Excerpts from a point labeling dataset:
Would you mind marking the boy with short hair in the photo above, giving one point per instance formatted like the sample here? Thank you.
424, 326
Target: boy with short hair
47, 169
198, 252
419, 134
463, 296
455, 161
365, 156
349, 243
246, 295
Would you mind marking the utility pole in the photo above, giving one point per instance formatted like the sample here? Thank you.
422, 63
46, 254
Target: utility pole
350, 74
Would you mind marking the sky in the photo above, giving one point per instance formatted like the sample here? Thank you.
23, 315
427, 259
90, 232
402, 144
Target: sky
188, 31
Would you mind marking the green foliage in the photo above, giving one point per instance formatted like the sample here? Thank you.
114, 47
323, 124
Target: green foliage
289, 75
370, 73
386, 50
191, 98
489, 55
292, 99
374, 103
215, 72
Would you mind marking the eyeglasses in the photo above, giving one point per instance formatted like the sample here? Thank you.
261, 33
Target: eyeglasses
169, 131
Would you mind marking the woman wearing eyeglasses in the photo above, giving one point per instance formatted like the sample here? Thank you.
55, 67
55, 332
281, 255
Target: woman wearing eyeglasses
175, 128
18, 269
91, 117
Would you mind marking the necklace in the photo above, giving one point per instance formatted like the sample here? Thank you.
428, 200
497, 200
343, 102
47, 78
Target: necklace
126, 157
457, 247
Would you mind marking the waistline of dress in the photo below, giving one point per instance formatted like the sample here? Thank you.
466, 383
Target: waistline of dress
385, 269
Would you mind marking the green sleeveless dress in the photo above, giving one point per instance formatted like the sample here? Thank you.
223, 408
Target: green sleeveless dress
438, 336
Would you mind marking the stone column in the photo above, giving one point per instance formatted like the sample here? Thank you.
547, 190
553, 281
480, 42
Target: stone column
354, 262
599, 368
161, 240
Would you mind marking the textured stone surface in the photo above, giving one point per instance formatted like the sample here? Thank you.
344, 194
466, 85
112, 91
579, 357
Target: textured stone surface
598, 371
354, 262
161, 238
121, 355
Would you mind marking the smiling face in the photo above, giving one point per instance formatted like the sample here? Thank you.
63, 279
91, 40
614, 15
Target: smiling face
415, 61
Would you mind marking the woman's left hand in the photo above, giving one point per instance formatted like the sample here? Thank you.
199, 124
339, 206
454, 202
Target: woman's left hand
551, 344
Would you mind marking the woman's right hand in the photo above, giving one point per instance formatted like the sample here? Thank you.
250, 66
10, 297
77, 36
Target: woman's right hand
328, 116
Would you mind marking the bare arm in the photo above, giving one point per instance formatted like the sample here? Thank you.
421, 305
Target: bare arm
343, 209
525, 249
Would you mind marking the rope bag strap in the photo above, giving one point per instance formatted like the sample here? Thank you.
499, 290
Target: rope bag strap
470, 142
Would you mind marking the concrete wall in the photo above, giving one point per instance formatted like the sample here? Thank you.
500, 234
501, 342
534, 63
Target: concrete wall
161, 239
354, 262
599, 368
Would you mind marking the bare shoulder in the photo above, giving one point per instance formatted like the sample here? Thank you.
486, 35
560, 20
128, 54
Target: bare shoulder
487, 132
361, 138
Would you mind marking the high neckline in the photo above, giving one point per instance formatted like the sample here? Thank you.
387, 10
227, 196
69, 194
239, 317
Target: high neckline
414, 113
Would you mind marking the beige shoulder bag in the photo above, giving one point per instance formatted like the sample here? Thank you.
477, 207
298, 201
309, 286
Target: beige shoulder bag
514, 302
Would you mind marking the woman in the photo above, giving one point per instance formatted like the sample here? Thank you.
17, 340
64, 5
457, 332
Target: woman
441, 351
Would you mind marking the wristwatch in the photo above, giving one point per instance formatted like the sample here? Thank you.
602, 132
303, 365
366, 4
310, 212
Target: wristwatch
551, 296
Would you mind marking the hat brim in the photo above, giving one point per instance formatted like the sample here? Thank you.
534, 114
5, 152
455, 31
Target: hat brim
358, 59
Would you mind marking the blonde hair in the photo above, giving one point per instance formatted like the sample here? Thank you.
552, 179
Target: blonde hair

PROBLEM TO SOLVE:
Update all the items above, changing each occurrence of "per instance" to "per object" and leaving every other word unchanged.

THE REPLY:
Would you mind marking the boy with short hair in the photo above, giving one point per object formatted like the sample here? Thank you.
424, 326
Target: boy with short hair
47, 169
198, 252
419, 134
463, 296
455, 161
365, 156
349, 243
246, 295
Would you mind marking the utility pole in the photo above, giving one point per object formatted like the sample here? Thank you.
422, 63
46, 254
Target: utility pole
350, 74
Would you mind marking the sky in the photo above, giving one point per object formatted like the sample here? Thank you.
23, 315
427, 259
90, 232
402, 144
Target: sky
188, 31
Would you mind marking the green foliage in the photo above, giving one point per object formatted like the sample here? Thank you.
114, 47
323, 124
Target: green foliage
289, 75
370, 73
386, 50
191, 98
489, 55
292, 99
374, 103
215, 72
Would you mind marking the eyeglasses in the photo above, giving one point per object formatted like the sample here? Thank you.
261, 33
Target: eyeglasses
169, 131
Would you mind marking the woman wearing eyeglasses in the photo above, giving one point per object formatted like the sample here? Thank you.
55, 67
55, 332
281, 255
Target: woman wearing eyeglasses
175, 128
18, 269
91, 117
Would you mind marking the necklace in the photo above, giving one point per object formatted like the sample here? Thank you.
428, 200
497, 200
343, 102
47, 78
Target: necklace
126, 157
457, 247
Would you mind marking the waistline of dress in the photo below, giving one point per object formatted like the sample here? Thank you.
466, 383
Target: waistline of dress
385, 269
Would you mind marking the green sleeveless dress in the photo above, giving one point per object formatted like the sample here? Thank you.
223, 408
Target: green sleeveless dress
438, 336
Would you mind marking the stone column in the photo above, giving one point per object formatted like the sample here? Thank you.
547, 190
553, 281
480, 42
Target: stone column
354, 262
599, 368
161, 240
Would you mind marking the textured stone surface in the photo above, giving one point per object formatted like the sample here? Thank you.
344, 194
466, 85
112, 91
579, 357
Target: textured stone surface
598, 371
354, 262
161, 238
121, 355
Would you mind marking the smiling face in the photo above, giving one point per object formatted like the sample here? Thank you.
63, 279
91, 40
614, 15
Target: smiling face
415, 61
Would you mind marking the woman's left hand in the photo above, giving one point per object formatted like the sample here? Thank you.
199, 124
339, 206
454, 202
Target: woman's left hand
551, 344
Would you mind marking the woman's right hand in the photo above, giving one point per object formatted like the sample here? Thank you.
250, 66
10, 297
77, 36
Target: woman's right hand
328, 116
Would you mind marking the bare arm in the photo above, giving one point per object formatted like the sample here? Thank you.
421, 305
Target: bare arm
343, 209
525, 249
Would you mind marking the rope bag strap in the photo above, giving one point per object formatted like the sample here? Thank you.
499, 290
Target: rope bag strap
470, 142
Would you mind marking the concrete wall in the photo above, giving one point per object formatted like the sample here? Thank you.
500, 234
501, 342
534, 63
Target: concrete wall
161, 239
354, 262
599, 368
Would you mind marking the bare shoulder in the photo above, giving one point per object formatted like the sample here? Thank you.
486, 35
560, 20
128, 54
Target: bare shoulder
487, 132
361, 138
Would you mind marking the high neckline in the photo above, giving one point per object formatted like the sample here? Thank you.
387, 10
227, 196
69, 194
239, 317
Target: high neckline
414, 113
Would you mind marking the beige shoulder bag in the photo above, giving one point per object formatted like the sample here? Thank you.
477, 207
298, 201
309, 286
Target: beige shoulder bag
514, 302
Would you mind marking the woman in the photo above, giving one point per object formatted like the sample here? Thank you.
17, 340
64, 5
457, 332
Target: woman
441, 351
Would you mind marking the wristwatch in the photo above, giving one point per object formatted like the sample here? Thank you.
602, 132
303, 365
366, 4
310, 212
Target: wristwatch
551, 296
Would you mind marking the hat brim in the photo above, giving one point per object formatted like the sample here? Thank you.
534, 114
5, 152
455, 31
Target: hat brim
358, 59
Would you mind marking the blonde hair in the photo above, giving one point per object formatted like the sample here? Thank you.
552, 179
Target: blonde hair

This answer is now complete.